→ **Problem details**: Continue the account of the British fleet's pursuit of the French in the West Indies from its last sentence.

Negotiations for peace were in progress, but the war still went on, and its last great events were glorious. The navy was far stronger than in 1778; the dockyards were busy during the war, and the number of ships was much larger. Improvements of various kinds were adopted; ships were coppered, the rapidity and accuracy of their fire was increased by new inventions, and carronades—light guns with a large bore mounted on the upper deck, for use at close quarters—not yet adopted by the French, were added to their armament. The discipline and ardour of the personnel of the navy reached a high pitch. The British sailor was keen to fight the Frenchman, and 93,168 seamen and marines are entered as borne during the present year. We left the French and Spanish fleets in the West Indies preparing to conquer Jamaica (p. 227). Grasse was at Fort Royal, and was to join the Spaniards on the coast of San Domingo, and Rodney, whose fleet was raised by his junction with Hood and the arrival of reinforcements to thirty-seven ships of the line, lay on the watch at St. Lucia. On April 8 the French stood out to sea, and the next day Rodney found them off Dominica. An indecisive action took place in which, owing to baffling calms, only the British van was engaged. Grasse then beat to windward between Dominica and the Iles des Saintes, but in consequence of various accidents made little way. The British followed him, and early on the 12th Sir Charles Douglas, the captain of the fleet, awakened Rodney with the stirring tidings that "God had given him the enemy on the lee-bow".

→ **Extracted information**:

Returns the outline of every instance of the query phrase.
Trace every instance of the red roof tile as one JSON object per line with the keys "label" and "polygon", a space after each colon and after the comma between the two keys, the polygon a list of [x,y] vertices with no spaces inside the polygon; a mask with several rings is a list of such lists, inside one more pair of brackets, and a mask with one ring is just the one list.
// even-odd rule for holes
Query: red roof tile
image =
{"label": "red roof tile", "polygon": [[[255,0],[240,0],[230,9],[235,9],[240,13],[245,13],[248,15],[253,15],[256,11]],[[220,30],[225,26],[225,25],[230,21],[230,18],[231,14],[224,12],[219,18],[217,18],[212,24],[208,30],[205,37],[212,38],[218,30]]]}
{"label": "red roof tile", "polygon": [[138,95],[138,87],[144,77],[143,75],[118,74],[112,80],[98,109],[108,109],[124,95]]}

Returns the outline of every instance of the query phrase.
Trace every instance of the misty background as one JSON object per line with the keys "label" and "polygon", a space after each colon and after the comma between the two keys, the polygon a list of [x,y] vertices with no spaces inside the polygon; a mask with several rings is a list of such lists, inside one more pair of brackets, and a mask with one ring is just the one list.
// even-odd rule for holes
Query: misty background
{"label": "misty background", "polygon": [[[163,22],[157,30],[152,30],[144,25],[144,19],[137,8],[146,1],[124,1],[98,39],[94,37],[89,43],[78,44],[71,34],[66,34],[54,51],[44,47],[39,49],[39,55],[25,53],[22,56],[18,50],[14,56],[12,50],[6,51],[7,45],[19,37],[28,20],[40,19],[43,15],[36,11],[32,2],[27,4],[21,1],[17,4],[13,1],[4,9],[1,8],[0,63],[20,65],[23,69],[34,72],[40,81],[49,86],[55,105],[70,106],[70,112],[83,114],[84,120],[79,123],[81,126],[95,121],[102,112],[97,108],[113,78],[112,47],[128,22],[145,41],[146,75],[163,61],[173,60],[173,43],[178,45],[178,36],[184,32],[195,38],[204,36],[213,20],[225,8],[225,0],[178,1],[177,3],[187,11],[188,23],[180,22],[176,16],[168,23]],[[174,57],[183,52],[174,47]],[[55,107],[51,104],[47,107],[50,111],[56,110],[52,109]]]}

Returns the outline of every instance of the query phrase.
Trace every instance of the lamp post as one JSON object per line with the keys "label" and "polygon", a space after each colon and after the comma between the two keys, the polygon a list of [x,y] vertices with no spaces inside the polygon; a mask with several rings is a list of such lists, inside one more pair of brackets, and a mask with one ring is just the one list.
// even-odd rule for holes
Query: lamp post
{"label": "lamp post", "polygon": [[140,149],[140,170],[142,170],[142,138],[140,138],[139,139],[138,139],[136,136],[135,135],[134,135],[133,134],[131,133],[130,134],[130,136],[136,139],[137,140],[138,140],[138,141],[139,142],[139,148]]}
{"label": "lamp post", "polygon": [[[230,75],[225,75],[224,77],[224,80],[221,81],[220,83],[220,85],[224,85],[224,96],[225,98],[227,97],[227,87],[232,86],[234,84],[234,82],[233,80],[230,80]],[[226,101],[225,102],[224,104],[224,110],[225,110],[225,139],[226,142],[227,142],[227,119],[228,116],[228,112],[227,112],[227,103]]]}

→ **Task answer**:
The English fleet was numerically the stronger, but the French had finer ships and heavier batteries. The action began about 7.30 A.M. At first it seemed likely to be as indecisive as usual, the two fleets passing each other on opposite tacks and cannonading, the French being to windward. As they sailed slowly with a light breeze, and at a short distance from each other, the British guns and especially the carronades were highly effective, for the enemy's ships were crowded with soldiers for the attack on Jamaica. Before long the battle took a form which rendered it memorable in the annals of naval warfare, for Rodney, without previous design, practised the manœuvre known as breaking the enemy's line, and by that means was enabled to bring the engagement to a decisive issue, such as he hoped for in the battle of April 17, 1780. This manœuvre, afterwards deliberately adopted with triumphant success by Howe, Nelson, and other great captains, though often practised in the naval battles between the English and the Dutch in the seventeenth century,[166] had fallen into complete oblivion, so firmly did admirals believe in the necessity of keeping their line of battle. By cutting through the enemy's line an admiral could concentrate his attack on any portion of it which could least easily receive help from the rest, and could throw the line into confusion; the ships to the rear of the point of penetration would be stopped, massed up, and might be caught together, while those ahead pursued their course. This mode of attack was worked out by a landsman, Clerk of Eldin, and though his Essay was not fully printed until 1782, parts of it were privately circulated in 1780.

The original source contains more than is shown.